### Texte fourni:
_ _ _ _ _

Souvenons-nous de Lionel Jospin qui avait rendu à l'Assemblée, seul, hommage aux mutins de 1917, surmontant un siècle de lâcheté. Sous les horions de la droite et en particulier de Philippe Seguin le supposé "grand républicain".  Ce dernier ne savait-il pas que cette République de 1914 nous mena à une guerre à 10 millions de morts, qui n'a servi à préparer que la suivante, quatre fois plus meurtrière... On peut penser ce qu'on veut de Jospin... mais ce jour là il fut bien courageux et seul, car autour de lui bien peu étaient même capables de comprendre de quoi il s'agissait vraiment...

 

Avez-vous remarqué comment on parle de la Première Guerre Mondiale en France (par exemple dans le cinéma) ? On en parle comme d'un drame humain, celui des "poilus" dans les tranchées. On pointe du doigt les généraux inhumains, qui envoyaient les foules à l'abattoir. Mais point d'analyse politique. Une guerre tombée du ciel, sortie toute habillée et casquée de la tête folle des hommes... Une guerre dont on veut oublier les causes et les responsables.

 

Ce qui s'est passé en Allemagne en 1918 est pourtant d'une ampleur inouïe. Mais qui le sait ?

 

Alfred Döblin, un romancier surtout connu pour un seul livre (que je n'ai pas lu - "Berlin Alexanderplatz") a écrit un grand roman d'un point de vue omniscient sur cette Révolution qui si elle avait triomphé, aurait changé le cours de l'histoire. L'Union Soviétique n'aurait plus été isolée et conduite à des contradictions intenables. Le centre névralgique de la Révolution se serait déplacé à Berlin. La voie vers le fascisme aurait été singulièrement plus difficile. Et peut-être l'humanité aurait-elle évité le deuxième conflit mondial...

_ _ _ _ _

### Données fournies:

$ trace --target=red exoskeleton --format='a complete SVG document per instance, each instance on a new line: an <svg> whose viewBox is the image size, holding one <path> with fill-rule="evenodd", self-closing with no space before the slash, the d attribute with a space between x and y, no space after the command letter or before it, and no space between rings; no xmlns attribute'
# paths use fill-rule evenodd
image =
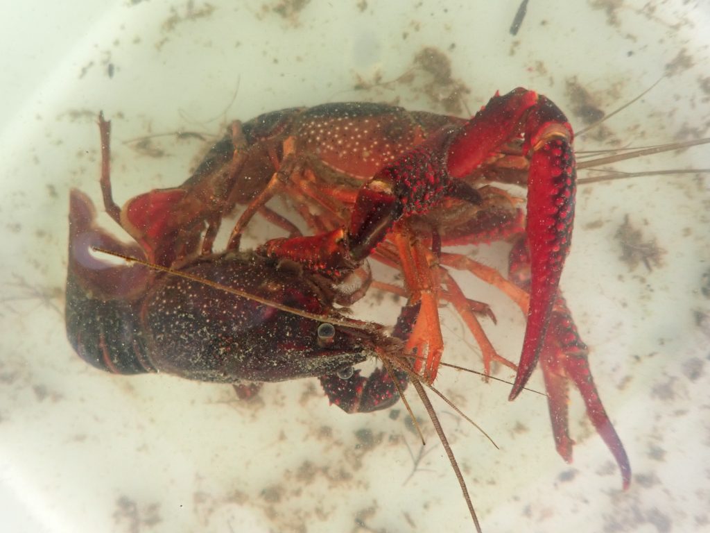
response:
<svg viewBox="0 0 710 533"><path fill-rule="evenodd" d="M269 113L235 122L180 187L140 195L123 209L111 197L109 126L101 124L104 205L138 245L120 244L99 228L88 198L72 192L67 325L84 359L119 373L157 370L234 384L319 377L333 403L369 411L395 402L408 379L420 387L414 372L434 380L444 348L438 306L448 301L481 345L486 372L491 361L518 370L511 399L540 361L557 449L568 461L569 384L577 387L628 486L628 458L557 288L570 242L575 162L572 128L545 97L523 89L496 95L469 121L372 104ZM493 181L528 188L527 220L521 200ZM269 210L274 195L290 199L315 235L301 236ZM228 249L214 254L220 223L237 205L246 208ZM239 252L257 212L291 235ZM513 244L509 279L442 250L501 239ZM139 264L106 266L92 247L194 279ZM362 267L371 257L405 279L408 304L393 337L334 308L367 290ZM496 352L476 317L487 308L464 295L449 269L493 284L528 313L519 367ZM410 367L404 354L412 353ZM389 372L351 375L368 355Z"/></svg>
<svg viewBox="0 0 710 533"><path fill-rule="evenodd" d="M626 487L628 458L557 290L574 215L572 141L564 114L523 89L496 95L469 121L373 104L285 109L234 123L180 187L137 196L123 211L115 205L108 210L148 259L163 265L210 254L222 218L246 204L230 249L238 248L242 230L261 212L291 233L261 247L275 259L337 280L368 257L398 268L408 305L419 308L406 345L419 355L417 372L430 382L436 376L443 349L438 306L451 302L481 347L486 373L492 361L518 370L511 399L541 360L555 442L567 461L568 388L574 384ZM491 185L496 181L527 187L526 220L523 200ZM266 207L275 195L290 200L317 235L300 236ZM503 239L513 244L509 279L468 257L442 252ZM528 314L519 369L491 345L476 317L486 307L466 298L451 268L494 284ZM364 289L353 290L356 297Z"/></svg>

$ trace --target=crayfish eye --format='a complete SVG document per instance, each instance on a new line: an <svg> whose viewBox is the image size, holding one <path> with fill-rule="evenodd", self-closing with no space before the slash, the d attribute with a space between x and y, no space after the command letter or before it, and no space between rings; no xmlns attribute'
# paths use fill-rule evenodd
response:
<svg viewBox="0 0 710 533"><path fill-rule="evenodd" d="M355 368L351 365L349 367L343 367L336 372L341 379L349 379L354 373Z"/></svg>
<svg viewBox="0 0 710 533"><path fill-rule="evenodd" d="M322 348L329 346L335 339L335 326L324 322L318 326L318 345Z"/></svg>

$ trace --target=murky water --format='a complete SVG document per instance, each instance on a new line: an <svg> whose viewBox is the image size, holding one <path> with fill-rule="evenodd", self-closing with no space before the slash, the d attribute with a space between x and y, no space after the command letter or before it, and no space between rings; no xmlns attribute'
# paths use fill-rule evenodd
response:
<svg viewBox="0 0 710 533"><path fill-rule="evenodd" d="M347 416L315 379L266 385L244 404L229 387L116 376L79 359L62 311L67 195L77 187L100 200L99 109L113 121L119 203L181 183L209 145L160 134L209 138L231 119L327 102L465 115L522 85L580 128L665 77L577 149L708 135L706 7L572 4L531 3L515 36L516 1L119 2L80 28L40 90L8 114L0 143L0 483L14 513L31 517L19 530L471 530L441 445L425 429L422 453L401 406ZM619 168L709 163L701 147ZM708 527L699 468L709 455L708 183L678 175L579 188L562 287L630 457L628 491L577 397L570 466L555 453L544 398L510 404L507 385L442 372L439 387L501 448L438 406L484 531ZM622 259L616 235L627 215L639 242L665 252L652 269ZM503 268L505 253L494 246L478 257ZM498 324L485 327L516 357L523 318L496 291L458 279L493 306ZM397 312L370 301L356 311L371 318L373 307L383 323ZM459 320L443 316L447 358L479 368Z"/></svg>

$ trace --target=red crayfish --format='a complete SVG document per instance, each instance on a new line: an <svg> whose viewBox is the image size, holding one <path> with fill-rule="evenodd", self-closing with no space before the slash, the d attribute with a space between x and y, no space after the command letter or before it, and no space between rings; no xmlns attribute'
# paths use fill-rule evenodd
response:
<svg viewBox="0 0 710 533"><path fill-rule="evenodd" d="M444 349L438 306L448 301L479 343L486 372L494 360L517 370L511 399L540 361L557 447L568 461L569 382L577 387L628 486L628 458L558 289L576 171L572 128L549 99L516 89L468 121L373 104L268 113L234 122L180 187L140 195L123 209L111 197L109 124L100 125L104 206L138 245L99 228L90 200L72 192L66 322L84 359L118 373L242 387L318 377L333 403L370 411L394 403L408 381L417 392L420 379L433 382ZM527 187L527 215L494 181ZM314 235L301 235L266 207L274 195L290 200ZM226 251L213 253L222 219L238 204L246 207ZM290 237L240 252L256 212ZM509 279L442 252L501 239L513 243ZM92 248L153 266L106 265ZM403 275L408 302L391 336L334 307L367 290L368 258ZM494 284L528 313L519 366L491 345L476 317L486 306L464 295L449 268ZM369 355L386 369L366 379L351 369Z"/></svg>

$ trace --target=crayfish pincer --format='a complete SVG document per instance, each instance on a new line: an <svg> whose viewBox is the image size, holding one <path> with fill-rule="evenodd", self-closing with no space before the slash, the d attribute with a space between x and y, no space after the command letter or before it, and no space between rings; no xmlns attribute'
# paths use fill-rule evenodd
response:
<svg viewBox="0 0 710 533"><path fill-rule="evenodd" d="M317 377L330 400L351 411L383 409L398 399L387 373L339 377L381 347L391 350L397 339L338 314L334 295L316 276L253 252L200 257L174 273L111 264L96 249L137 259L144 254L94 219L89 198L72 190L67 333L94 367L235 384ZM397 375L404 388L406 374Z"/></svg>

_ _ _ _ _

### Consignes écrites:
- a) Quelles personnes le texte fourni nomme-t-il ? Énumère-les toutes.
- b) Transforme en CSV à deux colonnes, « demande » et « réponse », les enregistrements depuis leur début jusqu'à la ligne contenant « 113L235 122L180 187L140 », celle-ci comprise. Mets une rangée par enregistrement, chaque champ entre guillemets avec les sauts de ligne remplacés par des espaces, et laisse les images de côté.

### Réponses par consigne:
- a)
- Lionel Jospin
- Philippe Seguin
- Alfred Döblin

- b)
demande,réponse
"$ trace --target=red exoskeleton --format='a complete SVG document per instance, each instance on a new line: an <svg> whose viewBox is the image size, holding one <path> with fill-rule=""evenodd"", self-closing with no space before the slash, the d attribute with a space between x and y, no space after the command letter or before it, and no space between rings; no xmlns attribute' # paths use fill-rule evenodd image = response:","<svg viewBox=""0 0 710 533""><path fill-rule=""evenodd"" d=""M269 113L235 122L180 187L140 195L123 209L111 197L109 126L101 124L104 205L138 245L120 244L99 228L88 198L72 192L67 325L84 359L119 373L157 370L234 384L319 377L333 403L369 411L395 402L408 379L420 387L414 372L434 380L444 348L438 306L448 301L481 345L486 372L491 361L518 370L511 399L540 361L557 449L568 461L569 384L577 387L628 486L628 458L557 288L570 242L575 162L572 128L545 97L523 89L496 95L469 121L372 104ZM493 181L528 188L527 220L521 200ZM269 210L274 195L290 199L315 235L301 236ZM228 249L214 254L220 223L237 205L246 208ZM239 252L257 212L291 235ZM513 244L509 279L442 250L501 239ZM139 264L106 266L92 247L194 279ZM362 267L371 257L405 279L408 304L393 337L334 308L367 290ZM496 352L476 317L487 308L464 295L449 269L493 284L528 313L519 367ZM410 367L404 354L412 353ZM389 372L351 375L368 355Z""/></svg>"